• Text provided:

O sing to the Lord a new song. . . . Honor and majesty are before him; strength and beauty are in his sanctuary. Ascribe to the Lord, O families of the peoples, ascribe to the Lord glory and strength . . . . Worship the Lord in holy splendor. . . . He will judge the peoples with equity. Let the heavens be glad, and let the earth rejoice; let the sea roar, and all that fills it; let the field exult, and everything in it. Then shall all the trees of the forest sing for joy before the Lord . . . . He will judge the world with righteousness; and the peoples with his truth. (NRSV)

Today I’m going to talk about righteousness and equity, so let’s start with some definitions. Righteousness means saying YES to God with our entire being, having the supreme desire to do the will of God—to be like God. And equity is wise judgment that applies principles of justice in the light of a seasoned sense of proportion, in the light of all relevant facts.

Now we are ready for the story of how Jesus handles the dilemma about paying taxes to Caesar.

15 Then the Pharisees went and plotted to entrap him in what he said. 16 So they sent their disciples to him, along with the Herodians, saying, “Teacher, we know that you are sincere, and teach the way of God in accordance with truth, and show deference to no one; for you do not regard people with partiality. 17 Tell us, then, what you think. Is it lawful to pay taxes to the emperor, or not?” 18 But Jesus, aware of their malice, said, “Why are you putting me to the test, you hypocrites? 19 Show me the coin used for the tax.” And they brought him a denarius. 20 Then he said to them, “Whose head is this, and whose title?” 21 They answered, “Caesar’s.” Then he said to them, “So give to Caesar the things that are Caesar’s, and to God the things that are God’s.” 22 When they heard this, they were amazed; and they left him and went away. [NRSV, substituting “Caesar” for “the emperor.”]

Now this dialogue takes place during the last week of Jesus life. It is time for the Good Shepherd to confront his enemies, to protect his followers and give still more opportunities for others to see the truth, as he takes on all the intellectual and physical challenges his enemies can muster, and to respond in ways that show the superiority of the truth that he is.

Jesus has been effective in his temple teaching, so the Pharisees send some of their disciples out to trap Jesus with the trick question about paying taxes to Caesar. The dilemma for Jesus is this. If he says yes, the people who have been supportive of him will not like it, because they intensely resent paying taxes to the emperor. If he says no, the religious leaders will be able to go to Pilate claiming that Jesus is inciting rebellion, which would jeopardize the flow of grain to Rome, which in turn could starve the slaves and make them revolt, too.

Jesus’ response to the dilemma is a masterpiece of equity, a quality of righteousness in its beautiful wholeness. First of all, righteous judgment has insight into deceit, and is fully capable of calling hypocrisy by its name. The spokesperson for Jesus’ questioners gives judicious praise, but not fully sincere praise, for Jesus’ truthfulness and fairness. As this story is told in Mark and Luke, Jesus does not call them hypocrites, but proceeds directly to ask for the coin. But if he did challenge them as we read in Matthew, it would not have been but not in an attitude of self-righteous anger. He reaches out to them with brotherly love and fatherly love in a way that can wake them up to what they are doing, so that they can see the truth, and turn, and live.

The next stage of Jesus’ interaction with his questioners is to secure their cooperation. He asks for the coin used to pay taxes to Caesar, and they produce a denarius, worth about $2.50-3.00.

• Material:
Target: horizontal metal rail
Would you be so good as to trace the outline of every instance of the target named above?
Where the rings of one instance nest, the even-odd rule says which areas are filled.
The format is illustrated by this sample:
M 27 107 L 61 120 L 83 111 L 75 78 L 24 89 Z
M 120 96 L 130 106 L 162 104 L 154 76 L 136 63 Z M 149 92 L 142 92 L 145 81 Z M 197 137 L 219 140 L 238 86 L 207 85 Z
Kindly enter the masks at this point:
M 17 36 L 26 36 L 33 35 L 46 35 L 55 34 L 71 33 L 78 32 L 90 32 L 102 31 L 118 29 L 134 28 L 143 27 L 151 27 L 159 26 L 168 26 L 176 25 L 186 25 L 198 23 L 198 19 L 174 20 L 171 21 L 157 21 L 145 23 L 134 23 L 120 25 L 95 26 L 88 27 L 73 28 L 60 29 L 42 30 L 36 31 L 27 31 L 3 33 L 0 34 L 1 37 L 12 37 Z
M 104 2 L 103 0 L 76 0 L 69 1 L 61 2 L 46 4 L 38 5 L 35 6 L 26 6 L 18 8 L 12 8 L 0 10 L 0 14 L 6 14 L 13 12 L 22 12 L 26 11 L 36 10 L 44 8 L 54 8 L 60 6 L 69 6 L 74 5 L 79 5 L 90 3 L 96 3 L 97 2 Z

• Directives:
[1] Repeat the stretch of the sermon on righteousness and equity from "Today I’m going" through "all relevant facts." word for word.
[2] Reproduce the stretch of the listing from its first line through the line containing "M 27 107 L 61 120 L 83 111 L 75 78 L 24 89 Z", including both ends.

• Solutions by task:
[1]
Today I’m going to talk about righteousness and equity, so let’s start with some definitions. Righteousness means saying YES to God with our entire being, having the supreme desire to do the will of God—to be like God. And equity is wise judgment that applies principles of justice in the light of a seasoned sense of proportion, in the light of all relevant facts.

[2]
Target: horizontal metal rail
Would you be so good as to trace the outline of every instance of the target named above?
Where the rings of one instance nest, the even-odd rule says which areas are filled.
The format is illustrated by this sample:
M 27 107 L 61 120 L 83 111 L 75 78 L 24 89 Z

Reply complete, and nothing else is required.